(Your task): Return the exact lines from the one containing "of the neighboring" through the final line of the material below, with both ends kept.

(Data supplied):
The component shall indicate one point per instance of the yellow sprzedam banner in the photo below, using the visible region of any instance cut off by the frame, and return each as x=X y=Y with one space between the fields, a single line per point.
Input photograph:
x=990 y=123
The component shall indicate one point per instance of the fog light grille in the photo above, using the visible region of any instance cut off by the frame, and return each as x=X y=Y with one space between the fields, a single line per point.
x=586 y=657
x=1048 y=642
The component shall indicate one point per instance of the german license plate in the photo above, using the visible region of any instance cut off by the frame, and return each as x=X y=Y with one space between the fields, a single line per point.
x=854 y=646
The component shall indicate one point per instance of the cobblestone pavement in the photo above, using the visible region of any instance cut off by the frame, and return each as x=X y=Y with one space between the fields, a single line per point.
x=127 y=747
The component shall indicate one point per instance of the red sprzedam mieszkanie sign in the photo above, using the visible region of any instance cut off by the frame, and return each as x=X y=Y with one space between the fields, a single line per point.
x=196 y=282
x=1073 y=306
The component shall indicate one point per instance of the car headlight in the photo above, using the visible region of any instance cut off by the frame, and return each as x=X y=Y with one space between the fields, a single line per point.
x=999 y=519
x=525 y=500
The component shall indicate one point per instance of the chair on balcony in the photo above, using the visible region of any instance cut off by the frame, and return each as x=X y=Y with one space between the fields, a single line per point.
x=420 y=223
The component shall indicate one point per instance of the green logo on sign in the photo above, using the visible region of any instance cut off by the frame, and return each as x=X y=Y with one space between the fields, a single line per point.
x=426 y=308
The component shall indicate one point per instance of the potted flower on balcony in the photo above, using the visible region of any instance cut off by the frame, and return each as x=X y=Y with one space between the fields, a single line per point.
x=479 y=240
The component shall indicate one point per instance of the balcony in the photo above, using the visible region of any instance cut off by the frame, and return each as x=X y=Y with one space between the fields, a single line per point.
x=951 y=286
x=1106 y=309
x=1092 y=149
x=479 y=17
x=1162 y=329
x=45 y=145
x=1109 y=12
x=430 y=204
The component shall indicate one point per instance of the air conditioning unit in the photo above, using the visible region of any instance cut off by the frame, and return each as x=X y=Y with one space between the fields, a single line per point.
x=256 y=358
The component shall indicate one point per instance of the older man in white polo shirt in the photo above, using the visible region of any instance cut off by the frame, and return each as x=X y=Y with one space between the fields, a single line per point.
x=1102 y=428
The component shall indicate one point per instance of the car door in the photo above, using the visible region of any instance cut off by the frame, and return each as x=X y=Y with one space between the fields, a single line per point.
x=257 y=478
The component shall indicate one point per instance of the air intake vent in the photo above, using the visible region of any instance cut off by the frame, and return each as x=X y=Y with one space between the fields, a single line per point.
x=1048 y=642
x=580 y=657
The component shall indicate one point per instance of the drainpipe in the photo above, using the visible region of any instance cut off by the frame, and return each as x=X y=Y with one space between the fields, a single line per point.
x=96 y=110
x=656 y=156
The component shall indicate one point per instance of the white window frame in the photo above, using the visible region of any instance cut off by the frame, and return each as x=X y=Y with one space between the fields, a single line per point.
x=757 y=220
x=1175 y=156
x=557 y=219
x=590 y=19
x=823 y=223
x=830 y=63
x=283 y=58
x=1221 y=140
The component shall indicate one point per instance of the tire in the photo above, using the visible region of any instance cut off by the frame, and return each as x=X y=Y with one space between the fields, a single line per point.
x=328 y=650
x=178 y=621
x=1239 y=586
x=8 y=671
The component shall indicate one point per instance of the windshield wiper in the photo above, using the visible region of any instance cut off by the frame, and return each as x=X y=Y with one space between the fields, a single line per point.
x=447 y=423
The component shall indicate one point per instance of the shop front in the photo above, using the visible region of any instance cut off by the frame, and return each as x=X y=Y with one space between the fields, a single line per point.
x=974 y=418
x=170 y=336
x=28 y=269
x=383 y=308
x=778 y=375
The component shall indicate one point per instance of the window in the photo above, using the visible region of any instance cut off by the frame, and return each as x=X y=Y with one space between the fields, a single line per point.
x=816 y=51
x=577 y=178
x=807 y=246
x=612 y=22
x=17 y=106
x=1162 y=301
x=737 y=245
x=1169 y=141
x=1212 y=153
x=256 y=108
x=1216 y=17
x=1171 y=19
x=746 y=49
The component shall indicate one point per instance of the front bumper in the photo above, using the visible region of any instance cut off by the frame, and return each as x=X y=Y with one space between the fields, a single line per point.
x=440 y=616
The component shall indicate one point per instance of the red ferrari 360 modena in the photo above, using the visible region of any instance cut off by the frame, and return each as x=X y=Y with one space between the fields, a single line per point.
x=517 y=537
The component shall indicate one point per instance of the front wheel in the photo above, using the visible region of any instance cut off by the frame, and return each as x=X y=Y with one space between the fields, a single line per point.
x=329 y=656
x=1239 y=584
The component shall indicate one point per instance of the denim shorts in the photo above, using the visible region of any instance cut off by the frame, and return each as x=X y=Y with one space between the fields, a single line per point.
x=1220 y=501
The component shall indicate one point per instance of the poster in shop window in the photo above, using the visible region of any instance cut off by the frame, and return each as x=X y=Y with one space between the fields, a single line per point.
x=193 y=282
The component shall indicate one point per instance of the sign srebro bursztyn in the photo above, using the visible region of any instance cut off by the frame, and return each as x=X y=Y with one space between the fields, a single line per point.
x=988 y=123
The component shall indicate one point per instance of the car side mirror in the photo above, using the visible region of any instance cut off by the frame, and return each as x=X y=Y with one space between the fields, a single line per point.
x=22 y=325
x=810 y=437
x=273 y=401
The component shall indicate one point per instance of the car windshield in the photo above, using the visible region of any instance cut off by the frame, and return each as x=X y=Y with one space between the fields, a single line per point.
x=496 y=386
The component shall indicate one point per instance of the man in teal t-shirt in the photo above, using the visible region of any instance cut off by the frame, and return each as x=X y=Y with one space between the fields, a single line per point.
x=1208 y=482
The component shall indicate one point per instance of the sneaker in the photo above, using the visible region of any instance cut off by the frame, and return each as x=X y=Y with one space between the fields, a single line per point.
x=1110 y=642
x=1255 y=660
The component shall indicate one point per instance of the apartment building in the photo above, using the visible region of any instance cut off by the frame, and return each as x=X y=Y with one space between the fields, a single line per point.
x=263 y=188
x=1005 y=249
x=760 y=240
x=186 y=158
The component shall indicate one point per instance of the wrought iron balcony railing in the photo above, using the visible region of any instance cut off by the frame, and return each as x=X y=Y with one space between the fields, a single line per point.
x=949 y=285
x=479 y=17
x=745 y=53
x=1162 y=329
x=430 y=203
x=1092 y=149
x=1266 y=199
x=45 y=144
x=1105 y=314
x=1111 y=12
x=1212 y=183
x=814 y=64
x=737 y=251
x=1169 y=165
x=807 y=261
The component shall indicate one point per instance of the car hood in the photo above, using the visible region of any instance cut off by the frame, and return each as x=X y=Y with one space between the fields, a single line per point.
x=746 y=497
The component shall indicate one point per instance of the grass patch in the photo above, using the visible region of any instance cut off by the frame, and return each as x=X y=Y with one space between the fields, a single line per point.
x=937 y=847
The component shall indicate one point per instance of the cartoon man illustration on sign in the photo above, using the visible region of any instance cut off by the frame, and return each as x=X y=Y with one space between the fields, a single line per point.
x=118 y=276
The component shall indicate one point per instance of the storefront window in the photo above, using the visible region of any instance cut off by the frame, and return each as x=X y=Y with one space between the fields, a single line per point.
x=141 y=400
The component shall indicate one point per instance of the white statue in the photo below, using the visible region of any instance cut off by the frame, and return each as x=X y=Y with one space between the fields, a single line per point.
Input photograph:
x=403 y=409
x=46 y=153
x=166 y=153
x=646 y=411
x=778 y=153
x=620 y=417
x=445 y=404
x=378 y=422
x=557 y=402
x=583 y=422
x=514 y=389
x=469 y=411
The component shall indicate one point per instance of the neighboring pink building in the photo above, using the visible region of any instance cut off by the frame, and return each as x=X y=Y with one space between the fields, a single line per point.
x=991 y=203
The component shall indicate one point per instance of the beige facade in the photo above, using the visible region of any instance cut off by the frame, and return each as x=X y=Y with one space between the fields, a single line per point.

(Response):
The component shall indicate one point per instance of the neighboring pink building in the photo above, using the visible region of any instance cut off by the frame, and return each as x=X y=Y with one space between the fields, a single line per point.
x=991 y=203
The component shall indicate one point per instance of the beige facade in the photo above, using the visible region of any instance cut off by the frame, and return each as x=X y=Y with one space between the fields, a single line per point.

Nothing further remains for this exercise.